*** Extracted material
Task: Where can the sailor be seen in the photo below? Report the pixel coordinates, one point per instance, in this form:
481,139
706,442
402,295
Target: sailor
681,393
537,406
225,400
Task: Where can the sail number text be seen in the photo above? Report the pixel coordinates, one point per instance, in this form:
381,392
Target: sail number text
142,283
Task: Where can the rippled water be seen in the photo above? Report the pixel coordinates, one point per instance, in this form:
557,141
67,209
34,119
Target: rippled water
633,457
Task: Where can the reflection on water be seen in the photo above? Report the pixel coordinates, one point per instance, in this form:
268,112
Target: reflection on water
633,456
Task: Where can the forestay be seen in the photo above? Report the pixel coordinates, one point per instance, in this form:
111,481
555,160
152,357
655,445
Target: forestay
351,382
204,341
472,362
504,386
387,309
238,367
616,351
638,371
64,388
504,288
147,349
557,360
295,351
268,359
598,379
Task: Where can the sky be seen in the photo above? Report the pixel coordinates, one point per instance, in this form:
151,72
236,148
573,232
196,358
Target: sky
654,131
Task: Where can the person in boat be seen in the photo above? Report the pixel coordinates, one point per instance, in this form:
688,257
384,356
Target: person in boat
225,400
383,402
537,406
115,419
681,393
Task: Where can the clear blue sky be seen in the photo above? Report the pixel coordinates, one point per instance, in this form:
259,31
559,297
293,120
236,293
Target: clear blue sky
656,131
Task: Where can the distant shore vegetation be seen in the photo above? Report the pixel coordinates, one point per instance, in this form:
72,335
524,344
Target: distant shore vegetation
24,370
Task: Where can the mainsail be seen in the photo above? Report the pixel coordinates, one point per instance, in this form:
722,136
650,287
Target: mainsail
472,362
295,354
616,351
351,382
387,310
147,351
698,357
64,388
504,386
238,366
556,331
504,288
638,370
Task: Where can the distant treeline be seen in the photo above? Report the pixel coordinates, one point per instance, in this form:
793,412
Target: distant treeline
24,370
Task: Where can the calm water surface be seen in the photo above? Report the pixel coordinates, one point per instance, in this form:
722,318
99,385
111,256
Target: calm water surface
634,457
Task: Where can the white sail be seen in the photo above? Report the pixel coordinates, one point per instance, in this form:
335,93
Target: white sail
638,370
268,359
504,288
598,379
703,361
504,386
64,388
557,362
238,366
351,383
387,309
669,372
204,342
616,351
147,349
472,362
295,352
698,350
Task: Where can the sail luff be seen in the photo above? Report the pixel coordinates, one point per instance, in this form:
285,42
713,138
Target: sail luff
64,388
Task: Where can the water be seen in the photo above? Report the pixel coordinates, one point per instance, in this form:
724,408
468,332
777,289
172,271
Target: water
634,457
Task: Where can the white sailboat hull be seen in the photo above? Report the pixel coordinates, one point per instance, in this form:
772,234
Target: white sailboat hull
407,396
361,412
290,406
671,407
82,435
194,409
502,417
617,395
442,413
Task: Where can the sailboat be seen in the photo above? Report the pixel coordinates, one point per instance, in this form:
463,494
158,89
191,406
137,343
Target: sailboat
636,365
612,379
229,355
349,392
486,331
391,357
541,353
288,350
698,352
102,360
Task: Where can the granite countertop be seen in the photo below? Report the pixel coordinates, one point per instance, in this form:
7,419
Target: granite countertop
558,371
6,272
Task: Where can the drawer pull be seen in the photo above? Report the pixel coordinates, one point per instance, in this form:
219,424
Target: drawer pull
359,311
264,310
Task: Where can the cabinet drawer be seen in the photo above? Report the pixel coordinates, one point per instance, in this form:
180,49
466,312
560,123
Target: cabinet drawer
******
## What is required
Turn everything from the line containing "Task: Where can the cabinet" down to the end of the records into a numbered list, leaving out any blank lines.

## The result
1. Task: Where can the cabinet drawer be seen in the photo above? Report the pixel coordinates, one point per instance, in this form:
2. 180,49
3. 466,312
4. 560,123
5. Target: cabinet drawer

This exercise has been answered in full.